§ WRITTEN REQUEST 1:
Decide whether each statement (a), (b), (c) agrees with the text on differences of two squares below. Answer yes or no for each, quoting the words of the text that settle it.
(a) In the first worked example for 60, the factors 10 and 6 lead to $b = 2$.
(b) Students are challenged to find all numbers between 1 and 50 that can be expressed as the difference of two squares.
(c) Hollow Squares is named as an alternative that some students may find more accessible.
§ WRITTEN REQUEST 2:
Reproduce word for word the passage of the text on differences of two squares that begins at the words "2. Choose a" and ends after the words "get $b = 2$.".

2. Choose a factor pair which are both even or both odd, call them $u$ and $v$. Find their difference and divide it by 2 to find the smaller square. $\frac{u - v}{2}=b$ from before.

3. Square $b$ and add it to $x$. Square root the sum and that is $a$.

We now have $x = a^2 - b^2$.

For example, $60 = 2 \times 2 \times 3 \times 5$. There is more than one 2 so it is possible.

The two factors $2 \times 5 = 10$ and $2 \times 3 = 6$ give a difference of 4. Halve it to get $b = 2$.

$x + b^2 = 60 + 4 = 64$. $\sqrt{64} = 8$, so $a = 8$.

This gives us $60 = 8^2 - 2^2$.

We could also have taken $u = 2 \times 3 \times 5$ and $v = 2$, which gives a difference of 28. Halve it to get $b=14$.

$x + b^2 = 60 + 196 = 256$.

$\sqrt{256} = 16$ so $a = 16$.

$16^2 - 14^2 = 60$

### Why do this problem?

This problem starts by asking students to find which numbers can be expressed as the difference of two square numbers, and then suggests some possible avenues for exploration. This can then be used as a springboard to generalisations and the use of algebra for justifications and proof. Along the way, students have the opportunity to make use of the
important identity $a^2 - b^2 = (a + b)(a - b)$.

An alternative to this problem which some students may find more accessible is Hollow Squares.

### Possible approach

*This printable resource may be useful:*What's Possible? worksheet

*.*

**You may wish to introduce the problem like this:**

Ask students for a two-digit number under 30. Write it on the board and express it as the difference between two squares. Repeat several times.

Challenge students to find all numbers between 1 and 30 that can be expressed as the difference of two squares. Encourage them to find more than one solution where possible.

Once students have had time to find most of the answers, ask them to share what they found and list their answers on the board.

'Have a look at the results so far. What do you notice?'

Give students a couple of minutes to talk to their partners before bringing the class back together.

Here are some of the conjectures and questions that may emerge:

• The difference between squares of consecutive numbers is equal to the sum of the consecutive numbers.

• What happens to the difference when I square two numbers that differ by 2?

• Numbers that can be made in more than one way have lots of factors.

• When is the difference between two square numbers odd?

• And when is it even?

• Why are some numbers impossible to make?

§ Stored entries:
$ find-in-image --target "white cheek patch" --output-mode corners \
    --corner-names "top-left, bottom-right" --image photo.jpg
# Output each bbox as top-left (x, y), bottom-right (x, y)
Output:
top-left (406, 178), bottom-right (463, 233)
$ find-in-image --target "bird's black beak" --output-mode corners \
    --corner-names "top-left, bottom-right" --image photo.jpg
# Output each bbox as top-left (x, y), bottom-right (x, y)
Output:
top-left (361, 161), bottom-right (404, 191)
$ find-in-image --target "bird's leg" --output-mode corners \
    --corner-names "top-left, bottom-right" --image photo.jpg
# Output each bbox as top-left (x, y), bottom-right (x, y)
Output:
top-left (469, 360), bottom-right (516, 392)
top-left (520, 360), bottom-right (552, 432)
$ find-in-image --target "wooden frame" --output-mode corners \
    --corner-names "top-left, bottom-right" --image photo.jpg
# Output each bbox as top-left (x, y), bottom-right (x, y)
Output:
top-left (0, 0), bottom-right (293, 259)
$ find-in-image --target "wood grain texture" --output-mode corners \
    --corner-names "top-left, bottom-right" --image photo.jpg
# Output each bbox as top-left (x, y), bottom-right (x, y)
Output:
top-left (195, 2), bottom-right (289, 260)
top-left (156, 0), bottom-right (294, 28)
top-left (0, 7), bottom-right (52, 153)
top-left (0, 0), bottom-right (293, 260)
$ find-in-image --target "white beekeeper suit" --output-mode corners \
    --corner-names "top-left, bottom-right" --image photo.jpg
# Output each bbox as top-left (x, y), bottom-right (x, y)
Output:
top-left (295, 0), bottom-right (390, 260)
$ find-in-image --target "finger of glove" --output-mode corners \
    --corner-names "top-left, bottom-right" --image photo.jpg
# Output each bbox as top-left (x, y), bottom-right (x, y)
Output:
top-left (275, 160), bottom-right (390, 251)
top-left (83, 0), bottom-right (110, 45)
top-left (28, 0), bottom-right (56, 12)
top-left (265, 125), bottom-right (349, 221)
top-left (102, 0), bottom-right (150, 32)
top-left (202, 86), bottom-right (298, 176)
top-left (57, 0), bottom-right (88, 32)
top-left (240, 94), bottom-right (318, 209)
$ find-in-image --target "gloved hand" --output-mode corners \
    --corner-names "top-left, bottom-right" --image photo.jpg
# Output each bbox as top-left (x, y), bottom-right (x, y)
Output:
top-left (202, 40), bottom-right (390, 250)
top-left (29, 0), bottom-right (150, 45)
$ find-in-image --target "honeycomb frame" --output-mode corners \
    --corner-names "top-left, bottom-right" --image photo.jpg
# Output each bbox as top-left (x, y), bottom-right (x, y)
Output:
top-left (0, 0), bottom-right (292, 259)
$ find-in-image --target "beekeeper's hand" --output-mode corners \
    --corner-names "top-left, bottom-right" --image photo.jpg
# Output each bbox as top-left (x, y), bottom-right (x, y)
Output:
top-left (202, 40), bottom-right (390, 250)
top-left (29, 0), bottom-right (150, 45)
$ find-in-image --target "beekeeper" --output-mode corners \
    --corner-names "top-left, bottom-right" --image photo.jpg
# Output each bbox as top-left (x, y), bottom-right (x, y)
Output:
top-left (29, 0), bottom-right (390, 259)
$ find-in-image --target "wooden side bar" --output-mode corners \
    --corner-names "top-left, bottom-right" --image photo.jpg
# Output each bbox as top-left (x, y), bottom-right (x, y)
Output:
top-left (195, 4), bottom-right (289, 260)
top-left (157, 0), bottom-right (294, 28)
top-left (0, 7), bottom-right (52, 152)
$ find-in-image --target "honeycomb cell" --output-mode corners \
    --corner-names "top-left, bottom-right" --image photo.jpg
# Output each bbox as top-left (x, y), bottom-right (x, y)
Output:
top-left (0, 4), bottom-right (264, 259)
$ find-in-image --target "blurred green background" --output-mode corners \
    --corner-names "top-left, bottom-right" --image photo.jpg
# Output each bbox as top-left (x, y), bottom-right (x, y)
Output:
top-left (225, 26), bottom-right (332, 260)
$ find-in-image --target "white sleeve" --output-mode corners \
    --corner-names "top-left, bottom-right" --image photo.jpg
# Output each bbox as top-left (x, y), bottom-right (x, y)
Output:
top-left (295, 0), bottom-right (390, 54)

§ EXPECTED ANSWER 1:
(a) Yes: "The two factors $2 \times 5 = 10$ and $2 \times 3 = 6$ give a difference of 4. Halve it to get $b = 2$."
(b) No: "Challenge students to find all numbers between 1 and 30 that can be expressed as the difference of two squares."
(c) Yes: "An alternative to this problem which some students may find more accessible is Hollow Squares."

§ EXPECTED ANSWER 2:
2. Choose a factor pair which are both even or both odd, call them $u$ and $v$. Find their difference and divide it by 2 to find the smaller square. $\frac{u - v}{2}=b$ from before.

3. Square $b$ and add it to $x$. Square root the sum and that is $a$.

We now have $x = a^2 - b^2$.

For example, $60 = 2 \times 2 \times 3 \times 5$. There is more than one 2 so it is possible.

The two factors $2 \times 5 = 10$ and $2 \times 3 = 6$ give a difference of 4. Halve it to get $b = 2$.